[YOUR GOAL] Revise the data below by replacing every "girl's" with "child's", keeping everything else the same.

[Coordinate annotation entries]
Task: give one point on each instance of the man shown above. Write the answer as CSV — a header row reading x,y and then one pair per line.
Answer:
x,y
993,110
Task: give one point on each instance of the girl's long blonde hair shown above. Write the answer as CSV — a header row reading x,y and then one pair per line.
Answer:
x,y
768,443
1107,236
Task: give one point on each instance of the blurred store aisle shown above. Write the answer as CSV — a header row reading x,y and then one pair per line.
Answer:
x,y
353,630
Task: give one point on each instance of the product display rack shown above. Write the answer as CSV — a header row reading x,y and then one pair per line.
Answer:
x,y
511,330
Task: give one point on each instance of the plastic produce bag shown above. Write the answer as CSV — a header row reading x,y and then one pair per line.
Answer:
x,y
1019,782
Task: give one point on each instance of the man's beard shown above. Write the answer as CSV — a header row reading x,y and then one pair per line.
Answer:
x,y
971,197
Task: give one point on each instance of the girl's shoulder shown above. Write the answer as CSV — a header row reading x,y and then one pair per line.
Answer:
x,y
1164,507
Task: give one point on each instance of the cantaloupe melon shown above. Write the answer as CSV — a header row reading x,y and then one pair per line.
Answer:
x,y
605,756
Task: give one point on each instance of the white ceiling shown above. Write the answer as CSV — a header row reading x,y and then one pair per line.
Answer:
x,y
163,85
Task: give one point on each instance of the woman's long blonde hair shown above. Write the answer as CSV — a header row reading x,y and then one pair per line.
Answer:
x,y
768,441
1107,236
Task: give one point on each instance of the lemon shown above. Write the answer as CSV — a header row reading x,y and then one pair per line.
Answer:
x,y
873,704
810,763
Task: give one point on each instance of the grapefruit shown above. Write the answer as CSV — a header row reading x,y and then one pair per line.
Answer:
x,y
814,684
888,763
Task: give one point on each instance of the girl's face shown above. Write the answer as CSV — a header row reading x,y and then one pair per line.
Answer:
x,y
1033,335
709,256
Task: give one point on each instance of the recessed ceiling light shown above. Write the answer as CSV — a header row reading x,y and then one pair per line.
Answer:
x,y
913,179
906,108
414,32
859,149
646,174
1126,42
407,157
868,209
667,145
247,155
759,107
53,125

[WORKED ANSWER]
Task: give one point on each instance of the man shown above. Write the answer as CSV — a header row reading x,y and then one pair per line.
Answer:
x,y
993,110
Task: give one point on each instance of the child's long blonde hair shown above. Write the answer as CSV — a header row reading x,y and then one pair per line.
Answer:
x,y
768,443
1107,236
Task: give one point on each instance of the blurred store aisle shown above. Write the answer as CSV — a header row reading x,y and then one pair per line.
Answer:
x,y
353,630
Task: give one point on each instance of the product display rack shown above. Write the answer as CSV — a header row reading x,y and then one pair per line.
Answer:
x,y
511,330
Task: give one point on each instance of the plastic produce bag shown above. Write the answer as CSV — a header row reading x,y and then one pair per line.
Answer:
x,y
1019,782
Task: give one point on each instance of the man's beard shown above. Write the answer as CSV — a header row reading x,y and then one pair per line.
Answer:
x,y
971,197
Task: give one point on each instance of the child's shoulder shown above. Write the answer as CSV — a header row reading x,y and then one pair per line.
Answer:
x,y
1164,507
Task: give one point on each instance of the cantaloupe melon shown above. Write the answer as CSV — a header row reading x,y and then one pair per line.
Answer:
x,y
605,756
Task: give one point on each instance of the white ceiling shown above. Write the answer as CSV — a header row reading x,y and then one pair per line.
Answer:
x,y
163,85
Task: give one point on each instance of the woman's long blonde hair shown above. Write the answer as CSV — a header row reading x,y and then one pair per line.
Answer:
x,y
768,441
1107,236
Task: give one point on each instance of the lemon shown above. Write the answer as CSV — a header row reading x,y and then one pair per line.
Answer:
x,y
873,704
810,763
Task: give one point on each instance of the grapefruit shown above. Write the answer as CSV — a header row reading x,y and then one pair per line.
Answer:
x,y
814,684
888,763
Task: give one point on each instance of the child's face shown above. Write the answer as CSV — a header row reading x,y and then one pair per line.
Answer:
x,y
1033,335
709,256
Task: give one point on each instance of the recessed ceiling light shown above. Write the answer as CSV — a header row reading x,y and then one pair per line.
Answer:
x,y
913,179
906,108
414,32
859,149
646,174
1126,42
407,157
868,209
667,145
247,155
759,107
53,125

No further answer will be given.